Records contained in a dataset:
▼
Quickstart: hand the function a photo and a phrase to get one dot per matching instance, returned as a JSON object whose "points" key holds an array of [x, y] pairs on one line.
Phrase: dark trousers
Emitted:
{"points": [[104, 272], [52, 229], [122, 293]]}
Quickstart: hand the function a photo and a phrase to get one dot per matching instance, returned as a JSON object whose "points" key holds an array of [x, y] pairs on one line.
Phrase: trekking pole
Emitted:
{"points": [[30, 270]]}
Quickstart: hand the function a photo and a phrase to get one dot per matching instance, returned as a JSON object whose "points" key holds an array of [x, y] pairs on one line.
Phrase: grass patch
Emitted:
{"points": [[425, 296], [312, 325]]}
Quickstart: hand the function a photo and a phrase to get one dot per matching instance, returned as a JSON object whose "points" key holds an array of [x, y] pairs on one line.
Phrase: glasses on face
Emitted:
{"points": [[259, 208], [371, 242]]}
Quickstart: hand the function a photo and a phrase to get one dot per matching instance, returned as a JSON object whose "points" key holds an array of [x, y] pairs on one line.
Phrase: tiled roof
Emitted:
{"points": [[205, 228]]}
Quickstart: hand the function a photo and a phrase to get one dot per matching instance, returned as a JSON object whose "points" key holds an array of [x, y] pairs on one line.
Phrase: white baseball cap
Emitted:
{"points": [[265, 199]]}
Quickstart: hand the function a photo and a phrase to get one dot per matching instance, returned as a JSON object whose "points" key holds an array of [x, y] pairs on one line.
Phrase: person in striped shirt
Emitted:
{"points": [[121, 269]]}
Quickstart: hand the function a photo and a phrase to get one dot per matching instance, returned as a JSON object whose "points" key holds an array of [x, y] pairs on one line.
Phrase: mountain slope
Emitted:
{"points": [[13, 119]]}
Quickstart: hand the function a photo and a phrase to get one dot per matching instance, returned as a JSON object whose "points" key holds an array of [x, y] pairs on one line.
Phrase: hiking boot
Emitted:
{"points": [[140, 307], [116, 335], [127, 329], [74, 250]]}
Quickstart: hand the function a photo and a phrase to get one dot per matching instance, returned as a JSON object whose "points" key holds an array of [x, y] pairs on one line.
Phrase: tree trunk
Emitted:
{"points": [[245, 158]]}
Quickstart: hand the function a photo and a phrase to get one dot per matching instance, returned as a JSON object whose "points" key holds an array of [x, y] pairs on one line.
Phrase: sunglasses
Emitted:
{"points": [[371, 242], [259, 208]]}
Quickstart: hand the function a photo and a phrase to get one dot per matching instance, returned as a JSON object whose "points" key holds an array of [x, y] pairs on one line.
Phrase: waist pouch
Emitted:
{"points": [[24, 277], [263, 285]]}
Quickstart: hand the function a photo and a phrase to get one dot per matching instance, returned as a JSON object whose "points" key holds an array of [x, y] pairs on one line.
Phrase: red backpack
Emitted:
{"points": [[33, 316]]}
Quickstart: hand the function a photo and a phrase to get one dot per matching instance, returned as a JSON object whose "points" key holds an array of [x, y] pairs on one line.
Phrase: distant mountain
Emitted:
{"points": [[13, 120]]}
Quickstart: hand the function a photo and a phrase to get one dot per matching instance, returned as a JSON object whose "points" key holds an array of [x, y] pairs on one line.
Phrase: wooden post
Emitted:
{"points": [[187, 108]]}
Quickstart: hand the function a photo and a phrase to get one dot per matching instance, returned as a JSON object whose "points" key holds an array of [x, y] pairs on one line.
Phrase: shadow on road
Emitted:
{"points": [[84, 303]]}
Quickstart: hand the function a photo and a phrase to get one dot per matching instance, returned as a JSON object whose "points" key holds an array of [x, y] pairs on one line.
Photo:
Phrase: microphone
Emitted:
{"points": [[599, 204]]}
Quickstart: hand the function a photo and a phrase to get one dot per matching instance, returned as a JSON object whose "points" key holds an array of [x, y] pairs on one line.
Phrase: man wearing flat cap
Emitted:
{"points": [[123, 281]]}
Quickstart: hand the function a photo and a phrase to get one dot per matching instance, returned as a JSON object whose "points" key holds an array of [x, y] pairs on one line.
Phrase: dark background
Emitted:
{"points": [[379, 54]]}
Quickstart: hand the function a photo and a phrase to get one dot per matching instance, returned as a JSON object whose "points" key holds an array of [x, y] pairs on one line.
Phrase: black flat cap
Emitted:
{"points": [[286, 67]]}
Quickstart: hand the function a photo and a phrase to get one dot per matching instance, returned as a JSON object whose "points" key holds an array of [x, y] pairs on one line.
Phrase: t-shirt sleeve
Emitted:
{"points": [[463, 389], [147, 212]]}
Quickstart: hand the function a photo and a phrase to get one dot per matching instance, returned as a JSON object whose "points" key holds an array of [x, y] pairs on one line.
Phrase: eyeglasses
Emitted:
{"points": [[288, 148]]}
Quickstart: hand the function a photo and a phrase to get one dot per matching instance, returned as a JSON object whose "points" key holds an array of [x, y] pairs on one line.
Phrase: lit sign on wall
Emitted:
▲
**Problem statement**
Here the job is to restate all of the data word for word.

**Result of the exercise**
Quickstart: hand the function a photo and a phrase to get one dot per matching instance, returned as a JSON object whose "points" key holds an array of [x, y] pairs on one line.
Phrase: dark trousers
Emitted:
{"points": [[104, 272], [52, 229], [122, 293]]}
Quickstart: hand the function a photo and a phrase to get one dot per matching instance, returned as a JSON object whose "points" key holds an array of [x, y] pairs on one line.
Phrase: trekking pole
Emitted:
{"points": [[30, 270]]}
Quickstart: hand the function a photo and a phrase to get one dot per matching instance, returned as a JSON object whose "points" key holds an array of [x, y] pairs on one line.
Phrase: grass patch
Emitted:
{"points": [[425, 296], [312, 325]]}
Quickstart: hand the function a photo and a phrase to get one dot per matching instance, returned as a JSON object whose "points" key holds an array of [x, y] pairs on one line.
Phrase: glasses on face
Emitted:
{"points": [[259, 208], [371, 242]]}
Quickstart: hand the function a photo and a phrase to get one dot per matching instance, returned as a JSON object whose "points" key holds an array of [x, y] pairs on one line.
Phrase: tiled roof
Emitted:
{"points": [[205, 228]]}
Quickstart: hand the function a photo and a phrase to get one dot per matching instance, returned as a JSON object whose "points" key holds an array of [x, y] pairs on one line.
Phrase: white baseball cap
Emitted:
{"points": [[265, 199]]}
Quickstart: hand the function a photo and a phrase to get one dot per matching instance, returned as a JSON object whose "points" key holds an array of [x, y] pairs on one line.
Phrase: person in striped shirt
Emitted:
{"points": [[121, 269]]}
Quickstart: hand the function a photo and a phrase to get one dot per matching instance, returned as a JSON object whose "points" key holds an array of [x, y] pairs on one line.
Phrase: mountain slope
Emitted:
{"points": [[13, 119]]}
Quickstart: hand the function a photo and a phrase to get one dot per matching instance, returned as a JSON object whose "points" key holds an array of [x, y] pairs on one line.
Phrase: hiking boot
Emitted:
{"points": [[140, 307], [116, 335], [127, 329], [74, 250]]}
Quickstart: hand the function a photo and a phrase to get one dot per matching instance, returned as a JSON object whose "points" key holds an array of [x, y] pairs on one line.
Phrase: tree trunk
Emitted:
{"points": [[245, 158]]}
Quickstart: hand the function a photo and a phrase to get one dot per matching instance, returned as a JSON object whose "points" key holds an array of [x, y] pairs on one line.
Phrase: sunglasses
Emitted:
{"points": [[371, 242], [259, 208]]}
Quickstart: hand the function a photo and a phrase to get one dot per matching instance, returned as a JSON object whose "points" key holds an array of [x, y] pairs on one line.
Phrase: waist pouch
Emitted:
{"points": [[24, 277], [263, 285]]}
Quickstart: hand the function a photo and a phrase to get one dot per matching instance, returned as a JSON object whose "points" key holds an array of [x, y] pairs on one line.
Phrase: red backpack
Emitted:
{"points": [[33, 316]]}
Quickstart: hand the function a photo and a phrase to get one dot per matching instance, returned as a JSON object whose "points" key holds an array of [x, y] pairs on one line.
Phrase: distant mountain
Emitted:
{"points": [[13, 120]]}
Quickstart: hand the function a photo and a phrase to get one dot per matching instance, returned as a JSON object whose "points" key holds an array of [x, y] pairs on one line.
Phrase: wooden post
Emitted:
{"points": [[187, 108]]}
Quickstart: hand the function a photo and a phrase to get one dot per matching instance, returned as a JSON object whose "points" key holds an array of [x, y] pairs on one line.
Phrase: shadow on road
Emitted:
{"points": [[84, 303]]}
Quickstart: hand the function a photo and a phrase to get one dot per matching instance, returned as a JSON object whose "points" key holds an array of [x, y] pairs on one line.
Photo:
Phrase: microphone
Emitted:
{"points": [[599, 204]]}
Quickstart: hand the function a photo and a phrase to get one dot per matching instance, returned as a JSON object whose "points" key holds an array of [x, y] pairs on one line.
Phrase: man wearing flat cap
Emitted:
{"points": [[123, 281]]}
Quickstart: hand the function a photo and a phrase to get one dot per matching instance, returned as a JSON object whose "points" key holds an array of [x, y] pairs on one line.
Phrase: dark background
Emitted:
{"points": [[379, 54]]}
Quickstart: hand the function a photo and a phrase to get one dot per matching instance, returned as a JSON object whose "points" key holds an array of [x, y] pairs on one line.
Phrase: black flat cap
Emitted:
{"points": [[286, 67]]}
Quickstart: hand the function a photo and a phrase to get one dot per matching instance, returned as a JSON object whose "points" key holds an array of [x, y] pairs on one line.
Phrase: t-shirt sleeve
Emitted:
{"points": [[463, 389], [147, 212]]}
Quickstart: hand the function a photo and a phrase to get one dot per matching instance, returned as a JSON object whose "points" key holds an array of [x, y] pairs on one line.
Phrase: eyeglasses
Emitted:
{"points": [[288, 148]]}
Quickstart: hand the function a photo and a phrase to get one dot per matching instance, returned as a JSON object whose "points" key holds an array of [x, y] pairs on one line.
Phrase: lit sign on wall
Emitted:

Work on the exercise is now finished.